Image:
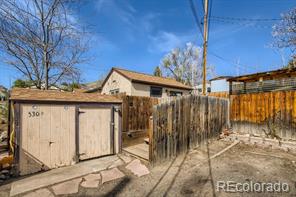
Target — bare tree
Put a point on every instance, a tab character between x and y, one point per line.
41	39
284	33
184	65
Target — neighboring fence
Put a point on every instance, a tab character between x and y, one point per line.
136	111
184	123
269	114
219	94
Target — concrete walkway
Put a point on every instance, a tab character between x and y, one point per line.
61	174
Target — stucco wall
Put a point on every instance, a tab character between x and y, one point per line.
219	86
117	81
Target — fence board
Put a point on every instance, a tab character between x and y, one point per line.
271	114
186	122
136	111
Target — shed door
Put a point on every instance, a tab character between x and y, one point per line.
47	137
95	135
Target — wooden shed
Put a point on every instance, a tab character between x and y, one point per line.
53	129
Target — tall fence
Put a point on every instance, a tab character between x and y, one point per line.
136	111
219	94
269	114
184	123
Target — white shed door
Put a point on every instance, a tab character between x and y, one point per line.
47	137
94	132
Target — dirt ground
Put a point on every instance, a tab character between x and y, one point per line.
193	175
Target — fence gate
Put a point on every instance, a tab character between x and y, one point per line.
95	134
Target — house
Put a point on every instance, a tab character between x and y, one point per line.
274	80
92	87
198	88
139	84
3	93
220	84
54	128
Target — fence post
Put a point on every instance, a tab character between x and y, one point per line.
150	133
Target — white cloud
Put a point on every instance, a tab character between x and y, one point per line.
166	41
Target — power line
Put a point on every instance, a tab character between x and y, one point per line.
210	13
251	68
246	19
197	21
242	24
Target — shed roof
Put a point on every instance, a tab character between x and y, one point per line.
220	77
22	94
148	79
268	75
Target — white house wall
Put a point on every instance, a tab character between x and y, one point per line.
139	89
219	86
117	81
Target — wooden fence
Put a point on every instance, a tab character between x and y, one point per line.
184	123
136	111
269	114
219	94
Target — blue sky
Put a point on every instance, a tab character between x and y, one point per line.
136	34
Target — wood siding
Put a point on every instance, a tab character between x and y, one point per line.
219	94
136	111
184	123
271	114
94	132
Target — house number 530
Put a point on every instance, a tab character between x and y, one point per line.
34	114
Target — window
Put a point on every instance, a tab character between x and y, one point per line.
155	91
115	91
175	93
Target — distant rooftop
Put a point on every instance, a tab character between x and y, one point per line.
149	79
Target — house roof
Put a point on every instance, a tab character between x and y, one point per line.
92	86
22	94
268	75
220	77
148	79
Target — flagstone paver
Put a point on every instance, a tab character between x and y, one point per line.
69	187
137	168
125	158
90	184
91	177
116	163
91	181
39	193
113	174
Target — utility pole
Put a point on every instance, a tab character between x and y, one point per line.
205	45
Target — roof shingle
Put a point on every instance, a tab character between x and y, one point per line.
150	79
23	94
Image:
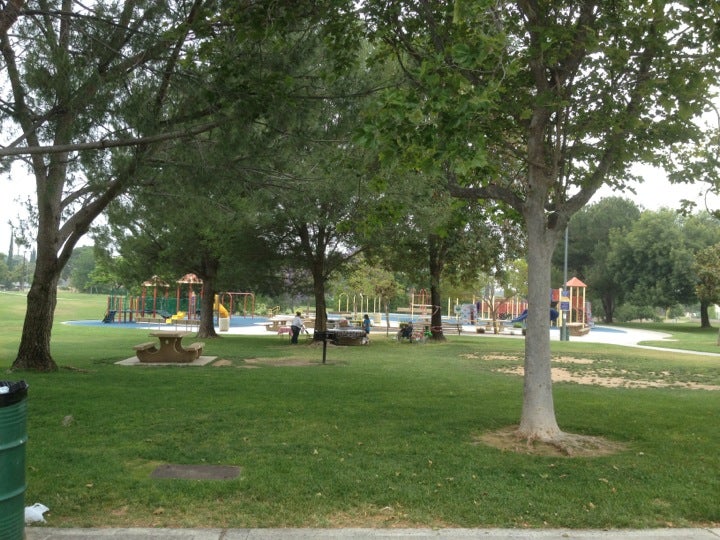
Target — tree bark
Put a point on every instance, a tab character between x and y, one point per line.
437	256
704	314
207	309
537	420
34	351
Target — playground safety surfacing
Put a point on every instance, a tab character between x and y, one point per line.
134	361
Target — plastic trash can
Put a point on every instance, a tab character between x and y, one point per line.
13	436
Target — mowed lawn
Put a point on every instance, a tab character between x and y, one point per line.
380	436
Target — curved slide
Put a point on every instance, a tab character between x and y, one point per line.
222	311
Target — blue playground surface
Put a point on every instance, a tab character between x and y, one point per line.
235	321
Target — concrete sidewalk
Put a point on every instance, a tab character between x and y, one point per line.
41	533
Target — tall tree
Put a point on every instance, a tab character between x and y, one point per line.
652	261
707	288
589	244
538	105
77	76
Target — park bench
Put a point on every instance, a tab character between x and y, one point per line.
452	327
197	347
150	346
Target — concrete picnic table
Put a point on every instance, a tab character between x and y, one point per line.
171	349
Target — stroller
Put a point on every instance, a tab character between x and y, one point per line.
408	332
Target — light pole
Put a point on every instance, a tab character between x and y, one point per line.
564	334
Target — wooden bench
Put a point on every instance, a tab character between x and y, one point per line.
197	347
150	346
452	327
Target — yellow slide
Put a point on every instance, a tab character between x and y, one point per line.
221	309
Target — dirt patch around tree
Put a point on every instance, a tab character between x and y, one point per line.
565	445
594	374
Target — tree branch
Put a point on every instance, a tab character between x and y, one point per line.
101	145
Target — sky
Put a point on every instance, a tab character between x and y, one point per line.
654	193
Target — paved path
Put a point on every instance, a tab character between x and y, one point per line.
34	533
629	338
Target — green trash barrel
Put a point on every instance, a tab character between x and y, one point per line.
13	436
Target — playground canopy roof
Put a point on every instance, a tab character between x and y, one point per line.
190	278
155	281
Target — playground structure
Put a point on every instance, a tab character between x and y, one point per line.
578	315
155	305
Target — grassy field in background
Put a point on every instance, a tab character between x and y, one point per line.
384	435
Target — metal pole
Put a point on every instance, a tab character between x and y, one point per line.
564	334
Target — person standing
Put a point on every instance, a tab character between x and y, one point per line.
366	327
296	326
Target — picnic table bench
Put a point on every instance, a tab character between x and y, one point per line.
169	350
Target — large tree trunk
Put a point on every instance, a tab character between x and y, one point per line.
436	266
34	351
608	301
207	309
320	305
704	314
537	421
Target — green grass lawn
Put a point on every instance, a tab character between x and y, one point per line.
384	435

Objective = Reproduce each line word for word and drop the pictures.

Full solution =
Image:
Target — bare tree
Put a point on every instance, a tab character between x and y, one point per line.
41	39
284	33
184	65
Target — neighboring fence
Put a point on every instance, a tab character between x and y, one point per line.
136	111
184	123
269	114
219	94
Target — concrete walkway
Put a point on every instance, a tab character between x and y, one point per line.
61	174
Target — stucco wall
Put a point on every instance, a tab character between x and y, one point per line.
219	86
117	81
Target — fence board
Put a point on every instance, a tab character between x and y, one point per line.
271	114
186	122
136	111
Target — shed door
Put a point on every instance, a tab character between x and y, one point per line.
47	137
95	135
Target — wooden shed
Put a point on every instance, a tab character between x and y, one point per line.
53	129
Target — tall fence
Put a point on every instance, a tab character between x and y, one point per line.
136	111
219	94
269	114
184	123
Target — white shed door
Put a point on every instance, a tab character between x and y, one point per line.
47	137
94	132
Target — dirt ground
Put a point on every instance, a tab character between x and y, one point per line.
193	175
Target — fence gate
Put a point on every instance, a tab character between x and y, one point per line.
95	134
Target — house
Put a point on every instance, a tab character between x and y, one point per line.
274	80
92	87
198	88
139	84
3	93
220	84
54	128
Target — fence post
Put a point on every instance, a tab character between x and y, one point per line.
150	133
Target — white cloud
Put a point on every instance, a tab character between x and y, one point per line.
166	41
Target — power line
Put a point on every instance, a tab character between x and y, one point per line.
210	13
251	68
246	19
197	21
242	24
Target — shed roof
Put a point on every instance, a tab character between x and y, one point per line.
220	77
22	94
148	79
268	75
Target — white house wall
Put a point on every instance, a tab character between x and y, one point per line.
139	89
219	86
117	81
Target — wooden fence
Put a point on every instance, a tab character between x and y, one point per line.
184	123
136	111
269	114
219	94
Target — blue sky
Put a point on every instance, a tab character between x and y, one point per line.
136	34
Target — wood siding
Put a point on every instance, a tab character between x and y, one point per line.
219	94
136	111
184	123
271	114
94	132
Target — house number 530
Put a point on every instance, a tab character between x and y, one point per line.
34	114
Target — window
Put a point on every instance, a tab character between x and y, one point per line.
155	91
115	91
175	93
Target — distant rooftop
Put a point on every instance, a tab character between x and y, one point per line.
149	79
Target — house roof
Put a point on every instance, a tab character between x and y, one point per line.
92	86
22	94
268	75
220	77
148	79
Target — flagstone paver
Put a point on every instance, a tab character between x and y, one point per line.
69	187
137	168
125	158
90	184
91	177
116	163
91	181
39	193
113	174
Target — utility pole
Put a point on every instance, a tab character between x and y, one point per line.
205	45
Target — roof shingle
Put a point on every instance, a tab character between x and y, one point per line.
150	79
23	94
Image:
Target — tree bark
Put a point on every instance, a tab character between x and y, one point per line.
437	256
704	314
207	309
537	420
34	351
Target — playground safety surfacing
Put a point on every instance, a tab character between x and y, one point per line.
134	361
Target — plastic trash can
Put a point on every instance, a tab character between x and y, one point per line.
13	436
Target — mowed lawn
Put a point on every instance, a tab character between x and y, one point per line.
380	436
Target — curved slide
Put a point on every instance, a tab character between x and y, one point per line.
222	311
Target — blue playground surface
Put a point on every instance, a tab character between x and y, one point per line.
235	321
Target — concrete sidewalk
Put a point on every instance, a tab character between x and y, one point per line.
41	533
Target — tall tree
Put a point on every instance, a tab character between x and y, one point per line.
652	261
707	288
589	244
538	105
77	76
Target — park bench
Put a point on every instance, a tab character between x and y, one point per line.
452	327
197	347
150	346
Target — concrete picnic table
Put a point on every instance, a tab character between x and y, one point per line.
171	349
Target — stroller
Put a point on every instance, a tab character between x and y, one point per line.
408	332
Target — light pole
Put a point on every instance, a tab character between x and y, one point per line.
564	334
Target — wooden bench
Put a point on every instance, a tab character between x and y, one point per line.
197	347
150	346
452	327
Target — yellow slide
Put a point on every instance, a tab character between x and y, one point per line.
221	309
Target — dirt patch around tree
Put a point on every instance, a tab character between x and y, one point per line.
565	445
594	374
Target — tree branch
Put a point on every instance, a tab character between x and y, one point per line.
101	145
Target — sky
Put a point on every instance, a tab character between x and y, one point per line.
654	193
Target — paved path
Put a point on every instance, a tab character between x and y, one point per line.
34	533
629	338
Target — green trash barrel
Put a point on every instance, a tab character between x and y, one point per line.
13	436
Target — playground canopy roof
Put a point on every instance, a tab character between x and y, one point per line.
190	278
155	281
Target — playground structure
Put a point on every instance, a tab character between x and y, one point per line.
578	315
155	305
Target — grassy field in background
Put a point on every instance, a tab character between x and y, one point per line.
384	435
Target — metal pole
Put a point on every instance, a tab character between x and y, one point per line.
564	334
Target — person standing
Put a point on every instance, a tab character between x and y, one point per line.
366	327
296	326
Target — picnic table bench
Put a point on every instance, a tab character between x and y, one point per line.
169	350
Target — large tree trunk
Put a point on every instance, a tab character between x and y, one point per line.
436	266
34	351
608	301
207	309
320	305
704	314
537	421
Target — green grass lawn
Put a point on every instance, a tab character between x and y, one point per line.
384	435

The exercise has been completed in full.